- _Source_:
Begin

Undergraduate Courses

FRTR 2552 – French Culture: African Cinema

This course is a survey of African cinema since the 1950s. First the course will examine the representation of Africa and the Africans in colonial films as well as the policies and practices of colonial nations regarding cinema and filmmaking in Africa. Second, the course will study the birth and evolution of celluloid filmmaking by Francophone Africans in the postcolonial era, the aesthetic forms and economic basis of filmmaking as well as the salient ideological and thematic structures of this cinema. Third, the course will examine the origins and development of Nollywood into the first “film industry” in Africa in the last twenty years.

TTR 5:00 pm – 6:15 pm (Dramé)

FREN 3010 Oral & Written Expression in French –

Prerequisite: Completion of FREN 2320 or equivalent.

Permission of instructor for those having completed only FREN 2020. Students having completed French 3032 may not take this course.

An intensive course designed to give students a better command of present-day spoken and written French. Class discussion of news articles on current events (French and international), including but not limited to politics, economics, education, language, and entertainment, and including some articles which class members choose.Mastery of advanced vocabulary, weekly graded written or oral assignments including one guided short exposé, several one-two page papers, oral and written quizzes, and a final exam. Consistent attendance and ACTIVE participation constitute 30% of the semester grade.

This course is designed for students who have not had an extended stay in a French-speaking country. Students who have participated in semester study-abroad programs must confirm placement and transfer credit with the instructor to avoid duplication. Students who have studied in a French speaking country for a year should enroll in FREN 3034 or above. This course does not count toward the major or minor.

MWF 2:00 – 2:50 (Stuart)

FREN 3030 – Phonetics: The Sounds of French

FREN 3030 is an introductory course in French phonetics, intended to present basic concepts in articulatory phonetics and phonology, and teach students techniques for improving their own pronunciation. It includes an examination of the physical characteristics of individual French sounds; the relationship between these sounds and their written representation (spelling); the rules governing the pronunciation of "standard French"; phonetic differences between French and English sounds; the most salient phonological features of selected French varieties; and much more. Practical exercises in 'ear-training' and 'phonetic transcription' (using IPA) are also essential elements in this dynamic course.

Taught in French. Counts for major/minor credit in French and in Linguistics.

TTR 2:00 – 3:15 (Saunders)

End

- _Direction A_: According to the course descriptions, what share of the semester grade in FREN 3010 comes from attendance and participation?

- _Source records_:
Begin

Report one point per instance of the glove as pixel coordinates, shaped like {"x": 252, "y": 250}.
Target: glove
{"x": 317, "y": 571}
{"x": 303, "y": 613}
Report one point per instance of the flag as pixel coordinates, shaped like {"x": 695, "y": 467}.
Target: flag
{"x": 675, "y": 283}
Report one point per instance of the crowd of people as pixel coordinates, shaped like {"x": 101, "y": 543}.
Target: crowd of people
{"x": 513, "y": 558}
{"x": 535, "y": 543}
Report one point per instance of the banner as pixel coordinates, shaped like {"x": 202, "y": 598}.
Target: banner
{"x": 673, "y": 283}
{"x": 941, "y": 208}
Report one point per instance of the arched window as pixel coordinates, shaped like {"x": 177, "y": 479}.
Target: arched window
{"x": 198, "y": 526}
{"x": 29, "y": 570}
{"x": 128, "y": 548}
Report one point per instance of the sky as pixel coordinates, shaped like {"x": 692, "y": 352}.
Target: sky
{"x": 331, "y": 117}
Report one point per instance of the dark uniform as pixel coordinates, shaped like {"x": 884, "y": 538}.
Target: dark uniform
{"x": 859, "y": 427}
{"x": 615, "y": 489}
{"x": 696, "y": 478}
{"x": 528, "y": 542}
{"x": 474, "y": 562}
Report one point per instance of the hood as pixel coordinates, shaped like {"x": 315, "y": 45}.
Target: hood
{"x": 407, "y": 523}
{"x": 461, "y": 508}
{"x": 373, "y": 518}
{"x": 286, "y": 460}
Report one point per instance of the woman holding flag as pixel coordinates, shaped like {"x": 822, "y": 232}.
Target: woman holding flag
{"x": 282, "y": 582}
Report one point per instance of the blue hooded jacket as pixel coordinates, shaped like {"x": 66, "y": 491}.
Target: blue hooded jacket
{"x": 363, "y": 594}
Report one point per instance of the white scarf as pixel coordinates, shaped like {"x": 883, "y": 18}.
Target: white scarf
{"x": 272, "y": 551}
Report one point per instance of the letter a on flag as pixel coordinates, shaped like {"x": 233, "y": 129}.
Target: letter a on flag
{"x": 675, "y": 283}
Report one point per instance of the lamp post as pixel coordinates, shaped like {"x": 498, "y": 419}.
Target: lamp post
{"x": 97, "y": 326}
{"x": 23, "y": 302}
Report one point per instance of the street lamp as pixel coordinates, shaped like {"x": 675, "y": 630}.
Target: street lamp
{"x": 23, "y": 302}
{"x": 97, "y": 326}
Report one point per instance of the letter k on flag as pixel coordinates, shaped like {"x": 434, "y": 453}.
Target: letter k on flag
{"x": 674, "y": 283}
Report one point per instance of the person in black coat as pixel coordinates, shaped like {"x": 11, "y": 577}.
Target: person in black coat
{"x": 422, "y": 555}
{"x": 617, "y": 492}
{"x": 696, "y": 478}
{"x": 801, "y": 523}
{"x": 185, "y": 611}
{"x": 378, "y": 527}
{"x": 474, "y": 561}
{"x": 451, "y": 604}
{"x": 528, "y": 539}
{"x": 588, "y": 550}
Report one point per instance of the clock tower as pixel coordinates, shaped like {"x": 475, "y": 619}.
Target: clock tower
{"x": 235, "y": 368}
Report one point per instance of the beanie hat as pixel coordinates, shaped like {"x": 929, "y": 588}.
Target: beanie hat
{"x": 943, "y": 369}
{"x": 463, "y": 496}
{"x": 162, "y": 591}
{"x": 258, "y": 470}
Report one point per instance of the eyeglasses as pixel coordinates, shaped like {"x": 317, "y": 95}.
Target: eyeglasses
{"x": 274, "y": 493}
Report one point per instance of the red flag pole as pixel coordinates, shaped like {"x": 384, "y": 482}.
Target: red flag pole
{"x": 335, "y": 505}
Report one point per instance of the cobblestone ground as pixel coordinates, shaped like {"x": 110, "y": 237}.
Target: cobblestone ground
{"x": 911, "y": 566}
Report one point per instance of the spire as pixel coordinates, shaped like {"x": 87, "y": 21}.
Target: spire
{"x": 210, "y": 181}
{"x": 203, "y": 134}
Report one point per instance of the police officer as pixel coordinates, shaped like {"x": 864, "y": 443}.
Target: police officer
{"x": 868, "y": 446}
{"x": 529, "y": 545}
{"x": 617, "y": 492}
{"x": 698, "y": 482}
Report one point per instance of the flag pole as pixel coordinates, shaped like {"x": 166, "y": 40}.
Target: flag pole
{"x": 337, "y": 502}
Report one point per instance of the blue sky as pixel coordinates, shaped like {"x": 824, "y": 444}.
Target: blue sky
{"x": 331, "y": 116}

End

- _Direction B_: Pick out and copy each line of the listing that contains the string "police". Case counts.

- _Complete output A_: Consistent attendance and active participation make up 30% of the semester grade.

- _Complete output B_:
Report one point per instance of the police officer as pixel coordinates, shaped like {"x": 864, "y": 443}.
Target: police officer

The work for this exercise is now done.